→ The task
Present every line of the material below as a Markdown table with two columns, No. and Text, numbering the rows in order and omitting blank lines.

→ Dataset entries
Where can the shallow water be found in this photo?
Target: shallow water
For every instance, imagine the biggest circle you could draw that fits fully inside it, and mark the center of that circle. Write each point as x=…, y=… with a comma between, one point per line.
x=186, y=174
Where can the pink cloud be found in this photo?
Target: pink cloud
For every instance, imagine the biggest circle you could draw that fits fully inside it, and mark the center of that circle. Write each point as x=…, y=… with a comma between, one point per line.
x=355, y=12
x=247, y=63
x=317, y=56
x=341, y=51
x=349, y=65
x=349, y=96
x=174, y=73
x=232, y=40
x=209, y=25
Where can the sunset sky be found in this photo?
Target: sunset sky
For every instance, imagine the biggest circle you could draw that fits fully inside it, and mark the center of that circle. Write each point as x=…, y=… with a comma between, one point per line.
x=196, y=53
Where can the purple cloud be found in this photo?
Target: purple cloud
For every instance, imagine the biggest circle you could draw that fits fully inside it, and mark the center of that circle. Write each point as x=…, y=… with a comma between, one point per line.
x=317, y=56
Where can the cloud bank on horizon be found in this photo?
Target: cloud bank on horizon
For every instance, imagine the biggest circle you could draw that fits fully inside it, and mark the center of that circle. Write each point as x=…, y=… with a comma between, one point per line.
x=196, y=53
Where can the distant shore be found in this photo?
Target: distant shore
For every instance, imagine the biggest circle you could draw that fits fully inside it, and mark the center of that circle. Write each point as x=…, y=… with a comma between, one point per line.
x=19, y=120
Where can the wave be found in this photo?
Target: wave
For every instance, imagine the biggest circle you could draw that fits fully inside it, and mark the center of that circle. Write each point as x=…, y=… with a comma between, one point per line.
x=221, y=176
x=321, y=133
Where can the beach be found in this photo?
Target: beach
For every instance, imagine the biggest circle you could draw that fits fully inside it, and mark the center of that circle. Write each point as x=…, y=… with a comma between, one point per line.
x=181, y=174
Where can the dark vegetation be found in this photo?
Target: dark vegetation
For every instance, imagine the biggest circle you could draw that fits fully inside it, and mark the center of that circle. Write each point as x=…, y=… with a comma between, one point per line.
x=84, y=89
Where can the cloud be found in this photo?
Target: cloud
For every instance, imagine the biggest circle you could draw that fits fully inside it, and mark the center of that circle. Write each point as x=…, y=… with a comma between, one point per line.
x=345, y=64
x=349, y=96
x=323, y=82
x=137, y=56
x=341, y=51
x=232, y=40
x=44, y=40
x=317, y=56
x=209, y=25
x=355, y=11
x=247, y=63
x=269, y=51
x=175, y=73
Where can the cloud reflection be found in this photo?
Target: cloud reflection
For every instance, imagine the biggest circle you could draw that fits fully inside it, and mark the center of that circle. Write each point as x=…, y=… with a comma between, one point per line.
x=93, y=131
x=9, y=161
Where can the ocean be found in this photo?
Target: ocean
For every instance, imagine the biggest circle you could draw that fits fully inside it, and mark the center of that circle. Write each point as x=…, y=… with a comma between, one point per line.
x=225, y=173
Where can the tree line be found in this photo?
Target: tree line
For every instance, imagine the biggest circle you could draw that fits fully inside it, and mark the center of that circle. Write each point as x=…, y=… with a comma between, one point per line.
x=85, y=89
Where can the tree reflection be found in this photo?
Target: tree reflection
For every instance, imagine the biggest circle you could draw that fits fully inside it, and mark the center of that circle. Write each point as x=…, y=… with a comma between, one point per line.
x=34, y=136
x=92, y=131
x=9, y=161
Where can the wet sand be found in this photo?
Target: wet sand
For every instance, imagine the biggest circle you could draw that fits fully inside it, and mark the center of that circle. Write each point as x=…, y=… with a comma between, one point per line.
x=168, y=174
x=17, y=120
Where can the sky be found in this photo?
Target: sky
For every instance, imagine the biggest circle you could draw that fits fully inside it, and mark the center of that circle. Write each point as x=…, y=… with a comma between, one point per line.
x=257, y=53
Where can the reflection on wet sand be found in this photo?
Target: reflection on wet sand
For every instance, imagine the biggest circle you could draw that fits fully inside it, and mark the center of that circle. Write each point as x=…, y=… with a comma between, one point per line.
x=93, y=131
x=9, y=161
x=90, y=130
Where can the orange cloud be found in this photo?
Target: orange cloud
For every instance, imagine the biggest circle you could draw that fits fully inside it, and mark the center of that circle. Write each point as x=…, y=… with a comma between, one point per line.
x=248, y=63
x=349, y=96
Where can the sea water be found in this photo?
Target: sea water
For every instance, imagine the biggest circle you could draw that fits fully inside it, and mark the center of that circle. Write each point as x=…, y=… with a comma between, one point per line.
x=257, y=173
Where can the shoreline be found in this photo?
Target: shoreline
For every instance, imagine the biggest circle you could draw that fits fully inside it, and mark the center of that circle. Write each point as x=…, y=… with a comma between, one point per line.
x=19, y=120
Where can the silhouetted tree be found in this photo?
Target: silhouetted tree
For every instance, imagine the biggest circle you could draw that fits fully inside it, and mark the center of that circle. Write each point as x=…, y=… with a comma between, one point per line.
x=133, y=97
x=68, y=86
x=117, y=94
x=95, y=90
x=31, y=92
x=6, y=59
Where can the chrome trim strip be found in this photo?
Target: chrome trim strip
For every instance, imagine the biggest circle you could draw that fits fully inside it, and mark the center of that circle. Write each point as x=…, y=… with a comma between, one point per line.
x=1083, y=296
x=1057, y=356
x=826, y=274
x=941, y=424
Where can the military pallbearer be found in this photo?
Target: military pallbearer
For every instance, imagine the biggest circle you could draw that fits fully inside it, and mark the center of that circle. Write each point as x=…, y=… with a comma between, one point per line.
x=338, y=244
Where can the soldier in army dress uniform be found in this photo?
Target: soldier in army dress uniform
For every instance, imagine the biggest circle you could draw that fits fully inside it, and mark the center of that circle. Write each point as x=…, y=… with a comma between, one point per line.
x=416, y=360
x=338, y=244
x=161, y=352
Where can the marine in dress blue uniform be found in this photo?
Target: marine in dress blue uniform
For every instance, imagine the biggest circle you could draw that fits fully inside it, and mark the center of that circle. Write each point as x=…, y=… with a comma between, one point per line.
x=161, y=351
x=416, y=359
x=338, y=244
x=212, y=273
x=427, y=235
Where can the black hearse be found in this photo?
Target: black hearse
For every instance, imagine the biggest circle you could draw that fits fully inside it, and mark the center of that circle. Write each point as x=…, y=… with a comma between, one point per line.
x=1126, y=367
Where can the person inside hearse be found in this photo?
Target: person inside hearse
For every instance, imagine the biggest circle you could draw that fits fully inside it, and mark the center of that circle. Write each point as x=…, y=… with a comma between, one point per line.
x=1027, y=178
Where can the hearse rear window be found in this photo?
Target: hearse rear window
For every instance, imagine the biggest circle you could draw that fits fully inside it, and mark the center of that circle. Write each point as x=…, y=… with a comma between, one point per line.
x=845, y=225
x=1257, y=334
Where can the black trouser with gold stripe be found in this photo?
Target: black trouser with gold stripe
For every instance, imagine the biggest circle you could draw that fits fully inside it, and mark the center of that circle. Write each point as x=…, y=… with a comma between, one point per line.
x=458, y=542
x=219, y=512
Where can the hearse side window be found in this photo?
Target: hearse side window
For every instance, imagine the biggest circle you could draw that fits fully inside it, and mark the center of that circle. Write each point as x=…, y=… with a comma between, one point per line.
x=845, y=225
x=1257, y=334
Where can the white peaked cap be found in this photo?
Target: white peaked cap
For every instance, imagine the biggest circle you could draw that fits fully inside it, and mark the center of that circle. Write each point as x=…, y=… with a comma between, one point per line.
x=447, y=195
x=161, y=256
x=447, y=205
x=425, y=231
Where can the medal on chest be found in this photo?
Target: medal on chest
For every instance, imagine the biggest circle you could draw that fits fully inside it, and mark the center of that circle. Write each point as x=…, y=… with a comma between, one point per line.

→ Output of the task
| No. | Text |
|---|---|
| 1 | Where can the shallow water be found in this photo? |
| 2 | Target: shallow water |
| 3 | For every instance, imagine the biggest circle you could draw that fits fully inside it, and mark the center of that circle. Write each point as x=…, y=… with a comma between, one point per line. |
| 4 | x=186, y=174 |
| 5 | Where can the pink cloud be found in this photo? |
| 6 | Target: pink cloud |
| 7 | For every instance, imagine the biggest circle you could draw that fits fully inside it, and mark the center of that circle. Write each point as x=…, y=… with a comma between, one point per line. |
| 8 | x=355, y=12 |
| 9 | x=247, y=63 |
| 10 | x=317, y=56 |
| 11 | x=341, y=51 |
| 12 | x=349, y=65 |
| 13 | x=349, y=96 |
| 14 | x=174, y=73 |
| 15 | x=232, y=40 |
| 16 | x=209, y=25 |
| 17 | Where can the sunset sky be found in this photo? |
| 18 | Target: sunset sky |
| 19 | For every instance, imagine the biggest circle you could draw that fits fully inside it, and mark the center of that circle. Write each point as x=…, y=… with a comma between, one point per line. |
| 20 | x=196, y=53 |
| 21 | Where can the purple cloud be found in this photo? |
| 22 | Target: purple cloud |
| 23 | For every instance, imagine the biggest circle you could draw that fits fully inside it, and mark the center of that circle. Write each point as x=…, y=… with a comma between, one point per line. |
| 24 | x=317, y=56 |
| 25 | Where can the cloud bank on horizon be found in this photo? |
| 26 | Target: cloud bank on horizon |
| 27 | For every instance, imagine the biggest circle you could draw that fits fully inside it, and mark the center of that circle. Write each point as x=…, y=… with a comma between, one point per line. |
| 28 | x=196, y=53 |
| 29 | Where can the distant shore be found in this photo? |
| 30 | Target: distant shore |
| 31 | For every instance, imagine the biggest circle you could draw that fits fully inside it, and mark the center of that circle. Write each point as x=…, y=… with a comma between, one point per line. |
| 32 | x=19, y=120 |
| 33 | Where can the wave be found in this photo? |
| 34 | Target: wave |
| 35 | For every instance, imagine the biggest circle you could draw that fits fully inside it, and mark the center of that circle. Write each point as x=…, y=… with a comma between, one point per line. |
| 36 | x=221, y=176 |
| 37 | x=321, y=133 |
| 38 | Where can the beach be found in this photo? |
| 39 | Target: beach |
| 40 | For every instance, imagine the biggest circle you could draw that fits fully inside it, and mark the center of that circle. Write each point as x=…, y=… with a comma between, one point per line. |
| 41 | x=181, y=174 |
| 42 | Where can the dark vegetation be found in this photo? |
| 43 | Target: dark vegetation |
| 44 | For every instance, imagine the biggest circle you could draw that fits fully inside it, and mark the center of that circle. Write each point as x=…, y=… with a comma between, one point per line. |
| 45 | x=84, y=89 |
| 46 | Where can the cloud be found in this photo? |
| 47 | Target: cloud |
| 48 | For every instance, imagine the biggest circle you could draw that fits fully inside it, and mark the center of that circle. Write each point as x=…, y=… with a comma between, one point per line. |
| 49 | x=345, y=64 |
| 50 | x=349, y=96 |
| 51 | x=323, y=82 |
| 52 | x=137, y=56 |
| 53 | x=341, y=51 |
| 54 | x=232, y=40 |
| 55 | x=44, y=40 |
| 56 | x=317, y=56 |
| 57 | x=209, y=25 |
| 58 | x=355, y=11 |
| 59 | x=247, y=63 |
| 60 | x=269, y=51 |
| 61 | x=175, y=73 |
| 62 | Where can the cloud reflection be found in this photo? |
| 63 | Target: cloud reflection |
| 64 | For every instance, imagine the biggest circle you could draw that fits fully inside it, and mark the center of that circle. Write each point as x=…, y=… with a comma between, one point per line. |
| 65 | x=93, y=131 |
| 66 | x=9, y=161 |
| 67 | Where can the ocean be found in this photo? |
| 68 | Target: ocean |
| 69 | For every instance, imagine the biggest circle you could draw that fits fully inside it, and mark the center of that circle. Write each point as x=…, y=… with a comma between, one point per line. |
| 70 | x=225, y=173 |
| 71 | Where can the tree line be found in this photo? |
| 72 | Target: tree line |
| 73 | For every instance, imagine the biggest circle you could draw that fits fully inside it, and mark the center of that circle. Write each point as x=…, y=… with a comma between, one point per line. |
| 74 | x=85, y=89 |
| 75 | Where can the tree reflection be found in this photo? |
| 76 | Target: tree reflection |
| 77 | For every instance, imagine the biggest circle you could draw that fits fully inside it, and mark the center of that circle. Write each point as x=…, y=… with a comma between, one point per line. |
| 78 | x=34, y=136 |
| 79 | x=92, y=131 |
| 80 | x=9, y=161 |
| 81 | Where can the wet sand be found in this photo? |
| 82 | Target: wet sand |
| 83 | For every instance, imagine the biggest circle you could draw that fits fully inside it, and mark the center of that circle. Write each point as x=…, y=… with a comma between, one point per line. |
| 84 | x=168, y=174 |
| 85 | x=17, y=120 |
| 86 | Where can the sky be found in this photo? |
| 87 | Target: sky |
| 88 | For every instance, imagine the biggest circle you could draw that fits fully inside it, and mark the center of that circle. Write each point as x=…, y=… with a comma between, one point per line. |
| 89 | x=257, y=53 |
| 90 | Where can the reflection on wet sand be found in this photo? |
| 91 | Target: reflection on wet sand |
| 92 | For every instance, imagine the biggest circle you could draw that fits fully inside it, and mark the center of that circle. Write each point as x=…, y=… with a comma between, one point per line. |
| 93 | x=93, y=131 |
| 94 | x=9, y=161 |
| 95 | x=90, y=130 |
| 96 | Where can the orange cloud be found in this photo? |
| 97 | Target: orange cloud |
| 98 | For every instance, imagine the biggest circle you could draw that fits fully inside it, and mark the center of that circle. Write each point as x=…, y=… with a comma between, one point per line. |
| 99 | x=248, y=63 |
| 100 | x=349, y=96 |
| 101 | Where can the sea water be found in this photo? |
| 102 | Target: sea water |
| 103 | For every instance, imagine the biggest circle you could draw that fits fully inside it, and mark the center of that circle. Write each point as x=…, y=… with a comma between, one point per line. |
| 104 | x=257, y=173 |
| 105 | Where can the shoreline be found in this photo? |
| 106 | Target: shoreline |
| 107 | For every instance, imagine the biggest circle you could draw that fits fully inside it, and mark the center of that circle. Write each point as x=…, y=… with a comma between, one point per line. |
| 108 | x=19, y=120 |
| 109 | Where can the silhouetted tree be found in this photo? |
| 110 | Target: silhouetted tree |
| 111 | For every instance, imagine the biggest circle you could draw that fits fully inside it, and mark the center of that circle. Write each point as x=…, y=… with a comma between, one point per line. |
| 112 | x=133, y=97 |
| 113 | x=68, y=86 |
| 114 | x=117, y=94 |
| 115 | x=95, y=90 |
| 116 | x=31, y=92 |
| 117 | x=6, y=59 |
| 118 | Where can the chrome trim strip be found in this photo? |
| 119 | Target: chrome trim strip |
| 120 | For every instance, imagine the biggest circle you could draw that fits fully inside it, and mark the center of that circle. Write each point as x=…, y=… with a comma between, one point per line. |
| 121 | x=1083, y=296 |
| 122 | x=1057, y=356 |
| 123 | x=826, y=274 |
| 124 | x=941, y=424 |
| 125 | Where can the military pallbearer be found in this photo? |
| 126 | Target: military pallbearer |
| 127 | For every instance, imagine the biggest circle you could draw that fits fully inside it, and mark the center of that circle. Write each point as x=…, y=… with a comma between, one point per line. |
| 128 | x=338, y=244 |
| 129 | Where can the soldier in army dress uniform be found in this photo? |
| 130 | Target: soldier in army dress uniform |
| 131 | For every instance, imagine the biggest circle you could draw that fits fully inside it, and mark the center of that circle. Write each point as x=…, y=… with a comma between, one point per line. |
| 132 | x=416, y=360 |
| 133 | x=338, y=244 |
| 134 | x=161, y=352 |
| 135 | Where can the marine in dress blue uniform be found in this photo? |
| 136 | Target: marine in dress blue uniform |
| 137 | For every instance, imagine the biggest circle you could draw that fits fully inside it, and mark the center of that circle. Write each point as x=…, y=… with a comma between, one point per line. |
| 138 | x=161, y=351 |
| 139 | x=416, y=359 |
| 140 | x=338, y=244 |
| 141 | x=212, y=273 |
| 142 | x=427, y=235 |
| 143 | Where can the black hearse be found in this photo? |
| 144 | Target: black hearse |
| 145 | For every instance, imagine the biggest circle you could draw that fits fully inside it, and mark the center of that circle. Write each point as x=…, y=… with a comma between, one point per line. |
| 146 | x=1126, y=367 |
| 147 | Where can the person inside hearse be found in this photo? |
| 148 | Target: person inside hearse |
| 149 | For every instance, imagine the biggest circle you could draw that fits fully inside it, and mark the center of that circle. Write each point as x=…, y=… with a comma between, one point per line. |
| 150 | x=1027, y=178 |
| 151 | Where can the hearse rear window be found in this photo? |
| 152 | Target: hearse rear window |
| 153 | For every instance, imagine the biggest circle you could draw that fits fully inside it, and mark the center of that circle. Write each point as x=…, y=… with a comma between, one point per line. |
| 154 | x=845, y=225 |
| 155 | x=1257, y=334 |
| 156 | Where can the black trouser with gold stripe be found in this photo? |
| 157 | Target: black trouser with gold stripe |
| 158 | For every instance, imagine the biggest circle you could draw that fits fully inside it, and mark the center of that circle. Write each point as x=…, y=… with a comma between, one point per line. |
| 159 | x=458, y=542 |
| 160 | x=219, y=512 |
| 161 | Where can the hearse side window be found in this photo? |
| 162 | Target: hearse side window |
| 163 | For every instance, imagine the biggest circle you could draw that fits fully inside it, and mark the center of that circle. Write each point as x=…, y=… with a comma between, one point per line. |
| 164 | x=845, y=225 |
| 165 | x=1257, y=334 |
| 166 | Where can the white peaked cap be found in this photo? |
| 167 | Target: white peaked cap |
| 168 | For every instance, imagine the biggest circle you could draw that fits fully inside it, and mark the center of that circle. Write each point as x=…, y=… with a comma between, one point per line. |
| 169 | x=447, y=195 |
| 170 | x=161, y=256 |
| 171 | x=447, y=205 |
| 172 | x=425, y=231 |
| 173 | Where can the medal on chest be found in this photo? |
| 174 | Target: medal on chest |
| 175 | For every instance, imagine the biggest circle you could draw that fits fully inside it, and mark the center of that circle. Write each point as x=…, y=… with a comma between, one point per line. |